Saved data entries:
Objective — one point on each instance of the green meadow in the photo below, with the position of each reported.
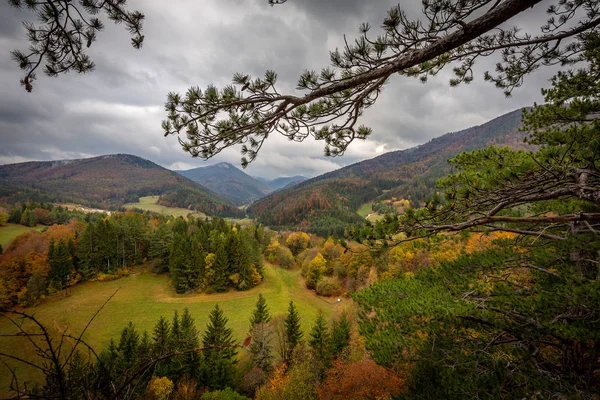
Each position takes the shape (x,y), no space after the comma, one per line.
(148,203)
(143,297)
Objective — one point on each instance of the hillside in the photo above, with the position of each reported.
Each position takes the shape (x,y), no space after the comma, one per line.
(283,182)
(228,181)
(107,182)
(328,203)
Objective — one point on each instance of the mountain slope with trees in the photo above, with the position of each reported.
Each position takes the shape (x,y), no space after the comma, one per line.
(228,181)
(328,203)
(108,182)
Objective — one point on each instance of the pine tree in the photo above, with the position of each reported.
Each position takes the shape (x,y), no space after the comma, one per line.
(28,218)
(61,264)
(161,337)
(161,345)
(260,313)
(293,332)
(219,362)
(319,339)
(128,344)
(190,362)
(340,335)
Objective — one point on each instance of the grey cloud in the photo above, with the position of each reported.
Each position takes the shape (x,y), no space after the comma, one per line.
(118,107)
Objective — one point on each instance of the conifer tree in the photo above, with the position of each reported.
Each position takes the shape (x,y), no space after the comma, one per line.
(60,264)
(319,339)
(340,335)
(161,345)
(190,362)
(220,351)
(260,313)
(128,344)
(293,331)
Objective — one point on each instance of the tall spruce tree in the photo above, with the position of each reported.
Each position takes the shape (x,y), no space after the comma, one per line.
(220,352)
(293,331)
(260,313)
(319,340)
(340,335)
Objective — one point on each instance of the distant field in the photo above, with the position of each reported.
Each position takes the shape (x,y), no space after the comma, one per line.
(10,231)
(144,297)
(148,203)
(365,210)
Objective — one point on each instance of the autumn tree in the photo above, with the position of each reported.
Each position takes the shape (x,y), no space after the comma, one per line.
(3,218)
(356,380)
(297,242)
(520,317)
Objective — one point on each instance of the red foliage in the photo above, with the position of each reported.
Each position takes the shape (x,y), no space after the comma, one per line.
(359,380)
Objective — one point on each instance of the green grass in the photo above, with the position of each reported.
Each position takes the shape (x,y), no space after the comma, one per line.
(365,209)
(144,297)
(148,203)
(10,231)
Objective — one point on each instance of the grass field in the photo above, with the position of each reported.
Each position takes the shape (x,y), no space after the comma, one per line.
(144,297)
(10,231)
(365,210)
(148,203)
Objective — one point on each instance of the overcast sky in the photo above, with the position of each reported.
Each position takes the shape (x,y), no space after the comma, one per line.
(118,108)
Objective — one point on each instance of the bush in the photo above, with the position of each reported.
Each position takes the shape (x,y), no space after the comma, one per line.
(329,287)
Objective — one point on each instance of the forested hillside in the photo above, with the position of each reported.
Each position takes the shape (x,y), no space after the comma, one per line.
(228,181)
(327,204)
(107,182)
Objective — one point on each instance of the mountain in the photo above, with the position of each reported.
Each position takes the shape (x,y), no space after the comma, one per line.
(107,182)
(327,204)
(285,181)
(229,181)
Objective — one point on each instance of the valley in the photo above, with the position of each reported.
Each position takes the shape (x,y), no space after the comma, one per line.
(143,297)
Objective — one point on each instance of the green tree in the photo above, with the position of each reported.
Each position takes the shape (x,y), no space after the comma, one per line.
(319,340)
(260,313)
(519,318)
(59,42)
(293,331)
(28,218)
(3,218)
(340,335)
(220,352)
(316,268)
(61,264)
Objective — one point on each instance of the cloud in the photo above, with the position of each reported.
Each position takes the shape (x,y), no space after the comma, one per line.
(118,108)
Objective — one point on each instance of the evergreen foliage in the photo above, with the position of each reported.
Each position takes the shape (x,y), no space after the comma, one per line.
(219,353)
(293,331)
(520,318)
(260,314)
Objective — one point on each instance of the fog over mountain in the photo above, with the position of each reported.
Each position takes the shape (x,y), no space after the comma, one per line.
(118,108)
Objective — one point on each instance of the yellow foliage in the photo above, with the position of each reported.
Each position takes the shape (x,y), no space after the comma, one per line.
(160,388)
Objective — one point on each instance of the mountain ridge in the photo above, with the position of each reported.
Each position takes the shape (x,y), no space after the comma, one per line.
(327,204)
(109,181)
(228,181)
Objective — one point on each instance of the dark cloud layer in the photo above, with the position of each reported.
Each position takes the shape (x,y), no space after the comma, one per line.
(118,108)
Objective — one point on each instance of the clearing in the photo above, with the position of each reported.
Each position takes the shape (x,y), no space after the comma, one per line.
(365,209)
(148,203)
(10,231)
(144,297)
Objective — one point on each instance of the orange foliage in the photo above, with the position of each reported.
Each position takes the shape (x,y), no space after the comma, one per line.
(479,241)
(360,380)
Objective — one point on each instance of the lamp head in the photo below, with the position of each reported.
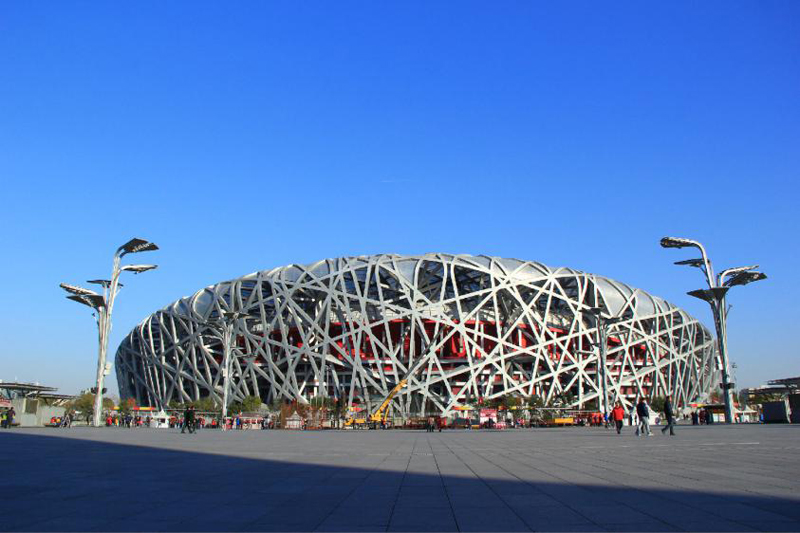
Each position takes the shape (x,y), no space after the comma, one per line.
(677,242)
(95,301)
(138,269)
(105,283)
(74,289)
(691,262)
(136,245)
(743,278)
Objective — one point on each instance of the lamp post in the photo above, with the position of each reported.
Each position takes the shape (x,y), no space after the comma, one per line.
(104,305)
(715,296)
(230,319)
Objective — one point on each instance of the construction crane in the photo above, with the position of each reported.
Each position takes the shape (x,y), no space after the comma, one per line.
(377,418)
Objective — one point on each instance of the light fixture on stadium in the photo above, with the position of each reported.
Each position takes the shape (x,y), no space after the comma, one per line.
(677,242)
(105,283)
(698,263)
(95,301)
(711,296)
(715,296)
(138,269)
(104,304)
(135,246)
(743,278)
(74,289)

:: WHAT YOU NEED TO DO ::
Reproduce all the entries that precede this task, word for word, minus any pictures.

:: RESULT FOR THIS TASK ::
Objective — one point on each instance of the green meadow in the photo below, with the position of each reported.
Each position takes the shape (x,y), no space after the comma, one per line.
(148,203)
(143,297)
Objective — one point on each instance of the hillside in the photo above, with the position of each reported.
Each position takes the shape (x,y), no space after the comma, one per line.
(283,182)
(228,181)
(107,182)
(328,203)
Objective — one point on each instance of the mountain slope with trees in the photo above, with the position of each reported.
Each position takes the shape (x,y), no space after the comma, one per line.
(228,181)
(328,203)
(108,182)
Objective — one point on each instance of the pine tree in the photo above, with the position of each reported.
Each position takes the shape (x,y), no space after the comma, one per line.
(28,218)
(61,264)
(161,337)
(161,345)
(260,313)
(293,332)
(219,362)
(319,339)
(128,344)
(190,362)
(340,335)
Objective — one point on each instance of the grey cloud in the photo above, with the position of each reported.
Each position takes the shape (x,y), no space after the comma, one per line.
(118,107)
Objective — one point on each instance of the conifer tree in the photo above, with the position of each reported.
Each position takes the shape (x,y), no space after the comma, one per line.
(60,264)
(319,339)
(340,335)
(161,345)
(190,362)
(220,351)
(260,313)
(128,344)
(293,331)
Objective — one point on each instance of the tall spruce tree in the photo above, with the position of each reported.
Each position takes the shape (x,y), no space after the comma, one per line.
(220,352)
(293,331)
(260,313)
(319,340)
(340,335)
Objective — one point on each instance of the distant field in the photo above, with the position of each reported.
Each position takes the shape (x,y), no space after the comma, one per line.
(10,231)
(144,297)
(148,203)
(365,210)
Objective — one point on each instance of the autumn tree in the photo above, with the position of each reported.
Each position takes the shape (x,y), no space after the comma, one per line.
(3,218)
(356,380)
(297,242)
(520,317)
Objective — one point on each instance of the red foliage in the photo above, with the position of each reported.
Each position takes the shape (x,y), no space after the comma, one per line.
(359,380)
Objective — one point on each instance of the green grass in the photo above, with the position of each reported.
Each position takes the shape (x,y), no space after the comma, one per line.
(365,209)
(144,297)
(148,203)
(10,231)
Objective — one point on each instance of the grass field in the photo above, with the position of each reported.
Each position takes the shape (x,y), no space after the comma, one per line.
(144,297)
(10,231)
(365,210)
(148,203)
Objective — one point on each instance of the overcast sky in the photo above, with the position of each reported.
Each position takes the shape (x,y), no space after the comma, one per line.
(118,108)
Objective — one point on each instance of the bush in the photo above, with the position of each reported.
Each position takes the shape (x,y), no space after the comma, one per line.
(329,287)
Objective — one point on each instance of the forested hillside in the photo above, with the position of each reported.
Each position takes the shape (x,y), no space after the comma, one per line.
(228,181)
(327,204)
(107,182)
Objective — one point on each instance of the mountain in the photo above, with the position of each reported.
Each position takes the shape (x,y), no space after the comma, one per line.
(107,182)
(327,204)
(285,181)
(229,181)
Objective — one point on each instance of the valley in the photo above, with the position of each reported.
Each position takes the shape (x,y), no space after the comma, one per line.
(143,297)
Objective — one point on each instance of the green tree in the photo above, with the position of each reported.
Each position takes the shape (x,y), no space after the comma, one per line.
(319,340)
(260,313)
(519,318)
(59,42)
(293,331)
(28,218)
(3,218)
(340,335)
(220,352)
(316,268)
(61,264)
Objective — one point on each instance of the cloud in the photo above, with the position of each reported.
Each position takes the shape (x,y), no space after the comma, one per line.
(118,108)
Objective — one point on each instance of the evergreen foliage in the photo above, with the position of each reported.
Each position takes the shape (x,y), no space after the comma, one per line.
(219,353)
(293,331)
(520,318)
(260,314)
Objective — one point on each instance of the fog over mountain in the photo above, with the position of each reported.
Each position takes the shape (x,y), no space after the comma, one per line.
(118,108)
Objective — one point on each instance of the yellow foliage in the photo above, with the position of each reported.
Each position takes the shape (x,y), no space after the comma, one per line.
(160,388)
Objective — one point on each instance of the mountain ridge in the photo above, with the position of each reported.
Each position takes the shape (x,y), no space after the comma, one per line.
(327,204)
(109,181)
(228,181)
Objective — one point on each instance of the dark cloud layer in the photo above, with the position of each reported.
Each position takes the shape (x,y), no space after the comma, one per line.
(118,108)
Objective — one point on each instance of the clearing in the photo above, with the position of each reported.
Each position takes the shape (x,y), no space after the comma, one per line.
(365,209)
(148,203)
(10,231)
(144,297)
Objective — one point on each instance of the orange foliage in the photo above, with the position of each reported.
Each position takes the shape (x,y), no space after the comma, one per line.
(479,241)
(360,380)
Objective — one point on each instance of the lamp head in the photo below, with the position of each reported.
Each position takes the shape (x,y), no space after the comma, one per line.
(677,242)
(95,301)
(138,269)
(105,283)
(74,289)
(691,262)
(136,245)
(743,278)
Objective — one point on each instance of the lamp post in the photo above, with the position of each reported.
Each position takes the shape (x,y), no space after the comma, one per line.
(104,305)
(715,296)
(230,319)
Objective — one point on each instance of the construction crane in the photo above, with the position of each reported.
Each position takes the shape (x,y), no space after the comma, one per line.
(377,418)
Objective — one point on each instance of the light fixture on stadium in the photo above, with the position of each reported.
Each position takes the shape (x,y), no space after the comma, one per line.
(677,242)
(105,283)
(698,263)
(95,301)
(711,296)
(715,296)
(138,269)
(104,304)
(135,246)
(743,278)
(74,289)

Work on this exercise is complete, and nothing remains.